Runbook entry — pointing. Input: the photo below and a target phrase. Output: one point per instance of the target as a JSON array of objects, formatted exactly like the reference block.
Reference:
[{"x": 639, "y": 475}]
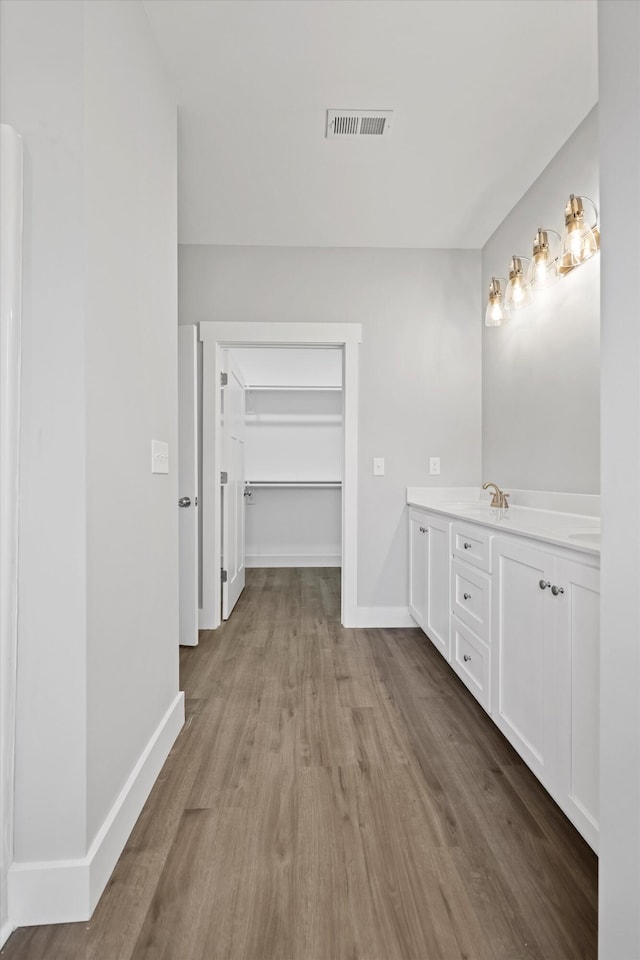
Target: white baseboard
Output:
[
  {"x": 67, "y": 891},
  {"x": 5, "y": 932},
  {"x": 384, "y": 617},
  {"x": 293, "y": 560}
]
============
Problem statement – Could you print the material above word for word and skip the images?

Task result –
Runbook entry — pointing. Input: the photo below and a target phrase. Output: one point per instance of the target as a JSON array of objects, formatted exactly like the reference block.
Reference:
[{"x": 639, "y": 475}]
Target: white baseboard
Output:
[
  {"x": 67, "y": 891},
  {"x": 5, "y": 932},
  {"x": 384, "y": 617},
  {"x": 293, "y": 560}
]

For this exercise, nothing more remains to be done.